* **Data provided**:
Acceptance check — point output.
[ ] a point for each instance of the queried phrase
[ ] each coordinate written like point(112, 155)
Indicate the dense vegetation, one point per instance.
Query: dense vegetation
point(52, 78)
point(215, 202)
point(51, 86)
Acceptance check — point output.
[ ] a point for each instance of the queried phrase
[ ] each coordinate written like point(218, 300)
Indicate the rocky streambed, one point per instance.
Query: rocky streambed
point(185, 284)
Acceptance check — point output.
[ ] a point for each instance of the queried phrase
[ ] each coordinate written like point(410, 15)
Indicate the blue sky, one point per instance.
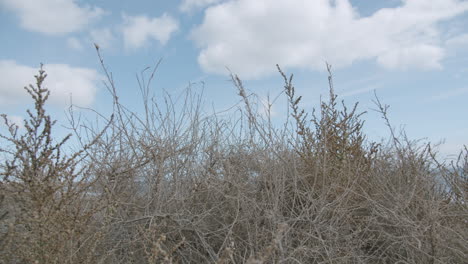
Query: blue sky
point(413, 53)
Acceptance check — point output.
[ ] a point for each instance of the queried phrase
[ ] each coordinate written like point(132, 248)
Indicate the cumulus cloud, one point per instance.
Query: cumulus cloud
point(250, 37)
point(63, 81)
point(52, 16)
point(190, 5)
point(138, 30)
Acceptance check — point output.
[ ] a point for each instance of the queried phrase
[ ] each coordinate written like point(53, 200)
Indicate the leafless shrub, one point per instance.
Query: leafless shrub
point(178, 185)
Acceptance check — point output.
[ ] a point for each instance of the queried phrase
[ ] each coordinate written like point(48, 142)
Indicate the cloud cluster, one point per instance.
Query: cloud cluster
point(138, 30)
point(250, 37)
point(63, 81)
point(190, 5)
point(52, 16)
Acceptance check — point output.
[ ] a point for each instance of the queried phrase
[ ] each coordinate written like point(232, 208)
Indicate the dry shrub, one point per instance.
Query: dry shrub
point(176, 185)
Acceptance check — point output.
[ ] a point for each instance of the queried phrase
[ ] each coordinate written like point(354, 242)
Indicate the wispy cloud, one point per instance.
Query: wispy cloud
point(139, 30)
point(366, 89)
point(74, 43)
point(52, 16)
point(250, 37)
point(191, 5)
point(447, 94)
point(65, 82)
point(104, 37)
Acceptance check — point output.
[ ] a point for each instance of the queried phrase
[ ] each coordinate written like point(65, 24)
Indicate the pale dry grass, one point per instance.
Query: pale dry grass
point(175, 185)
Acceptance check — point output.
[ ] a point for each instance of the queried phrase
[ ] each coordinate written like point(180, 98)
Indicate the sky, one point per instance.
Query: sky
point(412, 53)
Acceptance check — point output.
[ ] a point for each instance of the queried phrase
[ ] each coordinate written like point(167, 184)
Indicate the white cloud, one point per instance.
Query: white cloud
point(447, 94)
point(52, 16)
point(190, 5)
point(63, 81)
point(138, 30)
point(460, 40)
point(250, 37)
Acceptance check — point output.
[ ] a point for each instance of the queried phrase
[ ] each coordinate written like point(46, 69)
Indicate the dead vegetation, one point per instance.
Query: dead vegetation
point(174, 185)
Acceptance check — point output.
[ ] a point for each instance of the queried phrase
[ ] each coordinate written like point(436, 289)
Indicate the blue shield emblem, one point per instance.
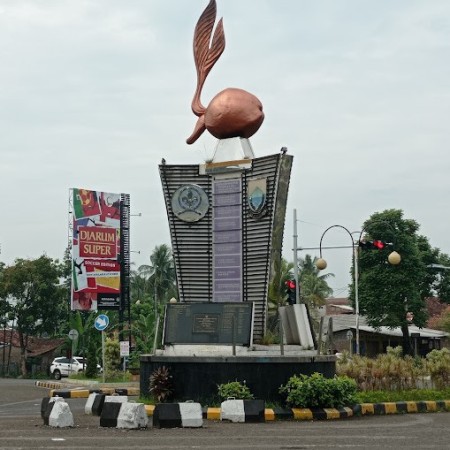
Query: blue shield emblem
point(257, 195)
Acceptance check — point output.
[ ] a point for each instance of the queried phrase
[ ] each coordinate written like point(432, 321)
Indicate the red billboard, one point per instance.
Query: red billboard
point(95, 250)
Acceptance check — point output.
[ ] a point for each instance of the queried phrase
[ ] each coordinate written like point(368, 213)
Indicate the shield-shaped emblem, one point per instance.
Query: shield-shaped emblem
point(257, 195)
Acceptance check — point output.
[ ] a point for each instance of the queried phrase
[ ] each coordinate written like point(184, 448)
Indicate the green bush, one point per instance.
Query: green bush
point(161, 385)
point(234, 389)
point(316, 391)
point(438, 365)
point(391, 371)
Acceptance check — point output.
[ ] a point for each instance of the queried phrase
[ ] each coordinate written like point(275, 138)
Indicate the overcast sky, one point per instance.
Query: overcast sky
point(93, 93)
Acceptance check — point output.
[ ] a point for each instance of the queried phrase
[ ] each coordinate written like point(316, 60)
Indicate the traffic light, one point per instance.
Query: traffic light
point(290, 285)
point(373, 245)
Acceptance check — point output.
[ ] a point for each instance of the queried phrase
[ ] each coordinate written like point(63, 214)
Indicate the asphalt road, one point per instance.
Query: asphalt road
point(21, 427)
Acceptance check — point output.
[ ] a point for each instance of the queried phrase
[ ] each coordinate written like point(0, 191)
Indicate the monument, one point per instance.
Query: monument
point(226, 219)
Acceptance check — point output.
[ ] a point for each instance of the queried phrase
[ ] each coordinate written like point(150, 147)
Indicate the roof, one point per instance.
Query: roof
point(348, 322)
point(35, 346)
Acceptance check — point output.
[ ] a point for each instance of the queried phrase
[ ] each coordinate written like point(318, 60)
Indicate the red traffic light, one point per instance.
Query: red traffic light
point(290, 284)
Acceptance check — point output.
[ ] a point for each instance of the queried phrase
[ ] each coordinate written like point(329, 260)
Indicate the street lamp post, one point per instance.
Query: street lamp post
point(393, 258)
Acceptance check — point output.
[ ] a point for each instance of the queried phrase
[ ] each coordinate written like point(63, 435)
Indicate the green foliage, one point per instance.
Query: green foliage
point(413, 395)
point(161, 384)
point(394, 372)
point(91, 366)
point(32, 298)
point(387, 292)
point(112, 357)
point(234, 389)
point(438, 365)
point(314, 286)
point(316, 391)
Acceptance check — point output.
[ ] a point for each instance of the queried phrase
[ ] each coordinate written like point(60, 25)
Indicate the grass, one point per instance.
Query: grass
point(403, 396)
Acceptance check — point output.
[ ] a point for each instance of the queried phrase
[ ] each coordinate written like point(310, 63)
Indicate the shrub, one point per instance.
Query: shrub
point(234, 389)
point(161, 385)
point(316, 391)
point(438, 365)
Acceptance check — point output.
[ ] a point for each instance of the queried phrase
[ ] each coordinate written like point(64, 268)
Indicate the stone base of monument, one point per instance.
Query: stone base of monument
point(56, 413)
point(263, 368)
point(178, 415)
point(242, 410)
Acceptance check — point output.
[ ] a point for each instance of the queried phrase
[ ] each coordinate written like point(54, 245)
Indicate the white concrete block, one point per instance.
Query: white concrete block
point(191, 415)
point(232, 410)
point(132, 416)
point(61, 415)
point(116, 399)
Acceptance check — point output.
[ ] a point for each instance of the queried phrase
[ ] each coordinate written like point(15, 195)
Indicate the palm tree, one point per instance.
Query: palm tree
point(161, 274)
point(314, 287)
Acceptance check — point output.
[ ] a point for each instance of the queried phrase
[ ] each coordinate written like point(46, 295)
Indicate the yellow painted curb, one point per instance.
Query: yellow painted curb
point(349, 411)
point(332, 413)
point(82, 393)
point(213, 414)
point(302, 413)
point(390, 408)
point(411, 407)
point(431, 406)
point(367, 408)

* **Goal**: Please count the lines in the records above that contain the string "cloud" and reply with only that number.

* **Task solution**: 8